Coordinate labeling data
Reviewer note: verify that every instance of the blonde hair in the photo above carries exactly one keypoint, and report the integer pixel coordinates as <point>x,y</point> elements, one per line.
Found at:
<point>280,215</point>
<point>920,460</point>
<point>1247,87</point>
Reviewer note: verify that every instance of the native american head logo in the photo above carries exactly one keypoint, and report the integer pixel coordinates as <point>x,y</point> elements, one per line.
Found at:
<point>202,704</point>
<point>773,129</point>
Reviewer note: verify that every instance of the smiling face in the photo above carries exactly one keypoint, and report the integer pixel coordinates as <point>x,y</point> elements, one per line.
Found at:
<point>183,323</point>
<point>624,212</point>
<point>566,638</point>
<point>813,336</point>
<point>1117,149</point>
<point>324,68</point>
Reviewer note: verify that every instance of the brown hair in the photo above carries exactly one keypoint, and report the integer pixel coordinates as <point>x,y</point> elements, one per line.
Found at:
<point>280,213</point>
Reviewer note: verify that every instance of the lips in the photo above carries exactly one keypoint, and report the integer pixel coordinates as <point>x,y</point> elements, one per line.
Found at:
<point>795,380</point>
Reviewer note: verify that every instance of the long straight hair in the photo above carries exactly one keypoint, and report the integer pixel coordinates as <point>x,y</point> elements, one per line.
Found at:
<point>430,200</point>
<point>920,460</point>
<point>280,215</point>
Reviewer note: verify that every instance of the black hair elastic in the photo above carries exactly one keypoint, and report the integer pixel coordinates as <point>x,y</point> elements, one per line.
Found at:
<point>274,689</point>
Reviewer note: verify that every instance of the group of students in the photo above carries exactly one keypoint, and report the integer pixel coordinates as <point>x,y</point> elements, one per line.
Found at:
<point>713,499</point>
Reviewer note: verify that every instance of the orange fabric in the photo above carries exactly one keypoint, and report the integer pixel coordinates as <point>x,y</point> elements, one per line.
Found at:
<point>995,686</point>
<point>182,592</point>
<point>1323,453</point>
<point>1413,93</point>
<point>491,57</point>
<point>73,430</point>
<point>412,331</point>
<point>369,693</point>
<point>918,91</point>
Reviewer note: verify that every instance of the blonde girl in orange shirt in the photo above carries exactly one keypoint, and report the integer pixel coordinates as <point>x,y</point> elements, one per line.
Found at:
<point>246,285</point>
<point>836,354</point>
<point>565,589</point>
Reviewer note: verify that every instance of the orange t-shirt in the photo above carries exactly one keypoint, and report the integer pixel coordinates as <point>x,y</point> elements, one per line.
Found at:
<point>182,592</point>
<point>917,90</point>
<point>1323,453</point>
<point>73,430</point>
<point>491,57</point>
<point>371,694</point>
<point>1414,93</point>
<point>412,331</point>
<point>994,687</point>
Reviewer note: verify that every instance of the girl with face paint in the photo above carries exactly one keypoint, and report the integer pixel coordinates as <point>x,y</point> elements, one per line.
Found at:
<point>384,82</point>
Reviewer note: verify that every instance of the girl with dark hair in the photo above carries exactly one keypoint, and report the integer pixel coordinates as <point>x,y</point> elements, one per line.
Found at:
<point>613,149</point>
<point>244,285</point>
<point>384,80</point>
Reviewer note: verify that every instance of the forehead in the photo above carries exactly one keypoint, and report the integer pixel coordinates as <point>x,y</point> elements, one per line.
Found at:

**TASK DESCRIPTION:** Print exactly the lines from the one with "Reviewer note: verify that every instance of the girl with face" through the end of the data, inclusive.

**THE OUTPUT:**
Reviewer note: verify that every instance of the girl with face paint in the photo above carries exactly one keypoint, and report the integer pixel coordinates as <point>x,y</point> elements, one per line.
Found at:
<point>384,82</point>
Reviewer note: verify that every instance of the girl with dark hair in the photo above carries exactly one keypoint, and report the integer pixel coordinates as <point>x,y</point> elements, one per line.
Found at:
<point>613,149</point>
<point>244,285</point>
<point>384,80</point>
Reviewer note: verify that every instance of the forehead in the photo above carries exactly one keypoint, and report the integer pixel coordinates as <point>x,y</point> elements, one per line.
Found at:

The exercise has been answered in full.